**Set task**
From the post on German Latin pronunciation, quote the passage starting at "4. It is considered" and ending at "developed in (1b).".

**Selection**

German Latin question
    CRUCIFIXUS as cruTSifixus instead of cruCHifixus (as in "church Latin")
    ETIAM as eh-T- iam (like in "tea") instead of eTSiam
    Pontio as Pon-T- io (like in "tea") instead of PonZio, PonTSio
    Is there an official source for "German Latin"?

  • Adam WoodAdam Wood
    Posts: 6,460
    The subject is something of a musicological can o' worms.

    To wit:
    1. No one REALLY knows how Latin was pronounced when it was a "living language."
    1a. Some people think they know. They are wrong. We can't know. We can only guess.
    1b. The idea that a language was pronounced one particular way all over an Empire spanning portions of three continents is ludicrous anyway. People in different parts of Germany TODAY pronounce their own shared, native, living language differently.

    2. The standard "Church Latin" pronunciation is, essentially, the way Latin was being pronounced by Italians at some particular time in the past.

    3. It is commonly assumed (probably rightly) that German-speakers of the time of Bach were pronouncing Latin some particular way. See (1a) on the danger here, and also (1b) on why it would be different than described in (2).

    4. It is considered good form by some (but not all) for music written in Latin by Bach (and his German contemporaries) to be performed using the assumptions described in (3).

    5. Among those who subscribe to the concept described in (4), there is disagreement about the particulars of (3), a problem explained in (1a) and further developed in (1b).

    6. The only people who need to know about, or have an opinion on (3), (4), and (5), already do.

    7. If you are not one of the people described in (6), you should probably stick to the pronunciation described in (2) whenever required to be the one pronouncing.

**Excerpted records**

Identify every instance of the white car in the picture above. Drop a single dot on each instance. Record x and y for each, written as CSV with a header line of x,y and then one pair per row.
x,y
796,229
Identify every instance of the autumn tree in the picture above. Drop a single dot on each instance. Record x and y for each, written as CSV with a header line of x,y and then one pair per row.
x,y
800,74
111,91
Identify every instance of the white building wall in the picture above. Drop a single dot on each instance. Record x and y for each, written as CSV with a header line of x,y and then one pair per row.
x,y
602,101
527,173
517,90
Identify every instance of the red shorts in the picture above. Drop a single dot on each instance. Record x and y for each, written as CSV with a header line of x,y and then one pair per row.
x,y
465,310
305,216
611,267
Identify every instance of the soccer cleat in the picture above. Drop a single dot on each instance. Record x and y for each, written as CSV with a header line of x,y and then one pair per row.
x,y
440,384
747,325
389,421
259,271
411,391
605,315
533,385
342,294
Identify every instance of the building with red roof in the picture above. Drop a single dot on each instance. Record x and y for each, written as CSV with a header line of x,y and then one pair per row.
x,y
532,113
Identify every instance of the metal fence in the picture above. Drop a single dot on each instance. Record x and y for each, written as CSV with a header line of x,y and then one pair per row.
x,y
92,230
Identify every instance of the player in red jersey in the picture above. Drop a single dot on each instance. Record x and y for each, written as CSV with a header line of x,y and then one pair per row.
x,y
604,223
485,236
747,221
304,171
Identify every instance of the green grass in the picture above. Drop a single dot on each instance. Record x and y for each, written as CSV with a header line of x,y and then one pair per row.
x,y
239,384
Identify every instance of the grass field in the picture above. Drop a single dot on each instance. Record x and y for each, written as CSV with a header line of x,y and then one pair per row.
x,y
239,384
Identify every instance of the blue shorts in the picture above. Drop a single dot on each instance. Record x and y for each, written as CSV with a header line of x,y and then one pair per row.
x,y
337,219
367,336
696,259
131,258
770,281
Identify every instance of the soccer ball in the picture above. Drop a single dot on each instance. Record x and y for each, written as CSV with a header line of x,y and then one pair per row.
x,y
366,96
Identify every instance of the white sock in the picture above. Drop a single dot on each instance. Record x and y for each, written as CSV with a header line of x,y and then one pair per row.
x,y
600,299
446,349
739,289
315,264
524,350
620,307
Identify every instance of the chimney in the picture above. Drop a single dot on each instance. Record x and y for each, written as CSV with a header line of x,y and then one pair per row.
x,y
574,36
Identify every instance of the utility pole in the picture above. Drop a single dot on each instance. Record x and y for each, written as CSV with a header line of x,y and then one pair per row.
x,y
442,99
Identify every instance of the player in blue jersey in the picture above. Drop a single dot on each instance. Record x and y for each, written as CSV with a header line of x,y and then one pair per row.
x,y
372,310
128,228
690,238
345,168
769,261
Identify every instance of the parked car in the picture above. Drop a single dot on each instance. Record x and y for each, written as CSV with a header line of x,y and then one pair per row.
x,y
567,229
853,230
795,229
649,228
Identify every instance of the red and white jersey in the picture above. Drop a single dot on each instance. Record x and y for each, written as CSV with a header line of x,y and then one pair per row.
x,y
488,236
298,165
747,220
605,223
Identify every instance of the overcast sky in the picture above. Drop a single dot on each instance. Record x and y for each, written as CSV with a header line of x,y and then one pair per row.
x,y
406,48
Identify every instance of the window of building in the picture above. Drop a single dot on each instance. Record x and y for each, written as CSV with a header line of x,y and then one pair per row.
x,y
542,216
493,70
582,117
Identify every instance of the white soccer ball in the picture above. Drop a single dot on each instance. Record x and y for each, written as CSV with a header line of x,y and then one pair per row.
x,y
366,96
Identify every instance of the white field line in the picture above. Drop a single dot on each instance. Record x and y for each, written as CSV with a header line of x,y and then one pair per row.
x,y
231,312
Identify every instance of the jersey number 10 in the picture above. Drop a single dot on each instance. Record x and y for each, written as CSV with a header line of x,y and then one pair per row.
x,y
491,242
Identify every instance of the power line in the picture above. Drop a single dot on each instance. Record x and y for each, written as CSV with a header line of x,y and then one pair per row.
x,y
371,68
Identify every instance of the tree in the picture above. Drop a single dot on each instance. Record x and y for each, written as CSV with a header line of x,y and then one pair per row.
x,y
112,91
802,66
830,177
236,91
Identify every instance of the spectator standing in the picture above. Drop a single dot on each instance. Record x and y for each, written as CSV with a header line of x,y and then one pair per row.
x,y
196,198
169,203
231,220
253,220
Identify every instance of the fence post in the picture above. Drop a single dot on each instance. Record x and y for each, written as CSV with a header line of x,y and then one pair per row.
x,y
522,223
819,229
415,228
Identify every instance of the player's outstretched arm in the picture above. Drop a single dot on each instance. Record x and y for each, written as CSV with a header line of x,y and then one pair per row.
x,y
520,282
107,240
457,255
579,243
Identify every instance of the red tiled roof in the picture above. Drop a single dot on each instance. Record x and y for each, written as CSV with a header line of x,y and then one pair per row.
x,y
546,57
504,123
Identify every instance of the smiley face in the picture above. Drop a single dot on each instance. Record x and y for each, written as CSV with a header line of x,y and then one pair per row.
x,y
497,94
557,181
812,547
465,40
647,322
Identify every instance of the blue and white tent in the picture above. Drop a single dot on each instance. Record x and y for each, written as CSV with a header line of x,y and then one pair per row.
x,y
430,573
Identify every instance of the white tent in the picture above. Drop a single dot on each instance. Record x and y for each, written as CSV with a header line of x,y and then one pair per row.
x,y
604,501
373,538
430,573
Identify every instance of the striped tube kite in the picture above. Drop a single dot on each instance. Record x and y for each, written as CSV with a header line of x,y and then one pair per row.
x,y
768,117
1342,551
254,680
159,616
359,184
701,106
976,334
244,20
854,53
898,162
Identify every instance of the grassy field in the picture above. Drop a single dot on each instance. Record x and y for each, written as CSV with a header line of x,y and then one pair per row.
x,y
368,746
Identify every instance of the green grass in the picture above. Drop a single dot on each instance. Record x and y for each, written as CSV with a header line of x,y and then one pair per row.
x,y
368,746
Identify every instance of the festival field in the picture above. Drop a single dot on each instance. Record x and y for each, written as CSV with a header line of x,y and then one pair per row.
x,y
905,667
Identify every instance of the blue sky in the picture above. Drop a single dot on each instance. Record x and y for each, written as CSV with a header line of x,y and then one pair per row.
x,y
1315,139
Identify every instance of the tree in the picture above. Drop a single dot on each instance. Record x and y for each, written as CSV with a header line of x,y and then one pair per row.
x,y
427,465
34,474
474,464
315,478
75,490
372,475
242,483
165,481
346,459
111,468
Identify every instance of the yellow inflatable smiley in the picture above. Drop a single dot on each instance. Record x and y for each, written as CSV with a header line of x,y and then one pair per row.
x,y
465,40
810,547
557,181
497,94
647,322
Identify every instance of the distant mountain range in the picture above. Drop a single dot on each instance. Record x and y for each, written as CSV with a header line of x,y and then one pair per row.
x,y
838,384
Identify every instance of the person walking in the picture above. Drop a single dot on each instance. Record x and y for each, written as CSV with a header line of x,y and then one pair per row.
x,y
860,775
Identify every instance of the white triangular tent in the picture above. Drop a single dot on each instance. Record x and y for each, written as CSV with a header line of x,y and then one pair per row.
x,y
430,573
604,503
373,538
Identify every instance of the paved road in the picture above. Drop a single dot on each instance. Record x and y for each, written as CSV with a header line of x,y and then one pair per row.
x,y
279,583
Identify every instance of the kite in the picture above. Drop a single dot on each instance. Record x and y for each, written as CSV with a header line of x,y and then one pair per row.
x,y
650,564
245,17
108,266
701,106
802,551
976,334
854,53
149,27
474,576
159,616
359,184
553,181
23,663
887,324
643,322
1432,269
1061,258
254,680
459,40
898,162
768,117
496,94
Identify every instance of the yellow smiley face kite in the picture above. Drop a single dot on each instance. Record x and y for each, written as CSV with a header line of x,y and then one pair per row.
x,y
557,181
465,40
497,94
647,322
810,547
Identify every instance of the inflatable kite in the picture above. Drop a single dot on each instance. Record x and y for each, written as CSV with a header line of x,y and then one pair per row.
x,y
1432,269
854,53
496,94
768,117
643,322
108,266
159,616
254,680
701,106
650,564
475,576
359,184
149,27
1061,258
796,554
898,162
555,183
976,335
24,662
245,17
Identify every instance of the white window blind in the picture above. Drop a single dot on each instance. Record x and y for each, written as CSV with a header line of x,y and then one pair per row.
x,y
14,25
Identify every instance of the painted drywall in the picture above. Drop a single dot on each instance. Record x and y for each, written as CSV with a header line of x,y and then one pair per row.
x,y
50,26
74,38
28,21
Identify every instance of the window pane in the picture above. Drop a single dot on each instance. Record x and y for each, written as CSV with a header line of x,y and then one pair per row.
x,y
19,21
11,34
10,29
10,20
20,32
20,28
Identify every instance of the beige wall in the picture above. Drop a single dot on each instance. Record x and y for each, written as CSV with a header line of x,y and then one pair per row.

**Full response**
4. It is considered good form by some (but not all) for music written in Latin by Bach (and his German contemporaries) to be performed using the assumptions described in (3).

    5. Among those who subscribe to the concept described in (4), there is disagreement about the particulars of (3), a problem explained in (1a) and further developed in (1b).